Task objective: Copy out the rows below, swapping every "marker" for "dot" and keeping everything else unchanged.

-------- Records for this task --------

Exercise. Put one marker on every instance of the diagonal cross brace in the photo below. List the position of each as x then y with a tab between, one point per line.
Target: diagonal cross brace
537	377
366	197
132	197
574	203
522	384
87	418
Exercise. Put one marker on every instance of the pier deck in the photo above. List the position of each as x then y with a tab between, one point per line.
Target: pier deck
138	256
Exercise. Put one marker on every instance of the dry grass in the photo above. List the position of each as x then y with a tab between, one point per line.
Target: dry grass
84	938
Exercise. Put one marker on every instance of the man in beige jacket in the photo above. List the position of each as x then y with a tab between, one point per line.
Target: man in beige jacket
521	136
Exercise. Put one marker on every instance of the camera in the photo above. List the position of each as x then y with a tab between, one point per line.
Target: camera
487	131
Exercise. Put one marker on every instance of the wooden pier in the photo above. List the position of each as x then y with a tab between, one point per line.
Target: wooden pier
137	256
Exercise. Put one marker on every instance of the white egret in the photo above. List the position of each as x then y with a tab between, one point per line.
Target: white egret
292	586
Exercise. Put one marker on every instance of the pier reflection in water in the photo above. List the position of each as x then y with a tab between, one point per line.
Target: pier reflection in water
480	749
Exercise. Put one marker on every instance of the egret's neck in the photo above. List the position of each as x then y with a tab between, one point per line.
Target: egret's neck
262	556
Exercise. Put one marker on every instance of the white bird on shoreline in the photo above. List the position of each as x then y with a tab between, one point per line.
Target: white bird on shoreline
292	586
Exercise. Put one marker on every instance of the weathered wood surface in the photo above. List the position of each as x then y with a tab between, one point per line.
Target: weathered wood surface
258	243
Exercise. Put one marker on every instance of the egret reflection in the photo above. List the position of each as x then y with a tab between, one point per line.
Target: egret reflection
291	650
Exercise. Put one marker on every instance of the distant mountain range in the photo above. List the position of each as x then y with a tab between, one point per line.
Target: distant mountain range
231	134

--------

Finished task:
Exercise. Put one dot on every instance of the diagonal cross brace in the photo below. List the position of each as x then y with a tab between, one point per line.
Target: diagonal cross brace
537	377
366	197
132	197
574	203
522	384
87	418
Exercise. Put one dot on every instance of the pier deck in the photo above. List the position of each as x then y with a tab between, one point per line.
Target: pier deck
138	256
Exercise. Put one dot on every instance of the dry grass in the photo above. List the position of each as x then y with a tab between, one point per line.
Target: dry grass
84	938
Exercise. Put one dot on every instance of the man in beige jacket in the photo above. List the position of each as x then y with a tab between, one point per line.
Target: man in beige jacket
521	136
Exercise. Put one dot on every instance of the camera in the photo above. List the position of each as x then y with a tab between, one point per line.
Target: camera
487	131
Exercise. Put one dot on every instance of the wooden pier in the photo above. List the position of each as x then y with a tab between, one point per line.
Target: wooden pier
137	256
Exercise. Put one dot on every instance of the white egret in the photo above. List the position of each as x then y with a tab between, one point per line.
Target: white egret
292	586
Exercise. Put one dot on every instance of the pier reflection in water in the photo above. List the position of each as x then y with a tab between, one point per line.
Target: pier reflection in water
480	749
Exercise. Put one dot on every instance of the egret's neck in the photo above. List the position of each as x then y with a tab between, one point per line.
Target: egret's neck
262	556
Exercise. Put one dot on every instance of the white bird on shoreline in the photo above. List the position of each as x then y with a tab between, one point per line.
Target: white bird on shoreline
292	586
Exercise. Put one dot on every instance of the weathered wood surface in the photo above. List the position of each as x then y with a tab between, one point per line.
Target: weathered wood surface
258	243
Exercise. Put one dot on every instance of the egret reflection in the photo above. List the position of each as x then y with a tab between, one point per line.
Target: egret reflection
291	650
Exercise. Put one dot on every instance of the distant mountain range in the photo above. List the position of each as x then y with a tab between, one point per line.
Target: distant mountain range
231	134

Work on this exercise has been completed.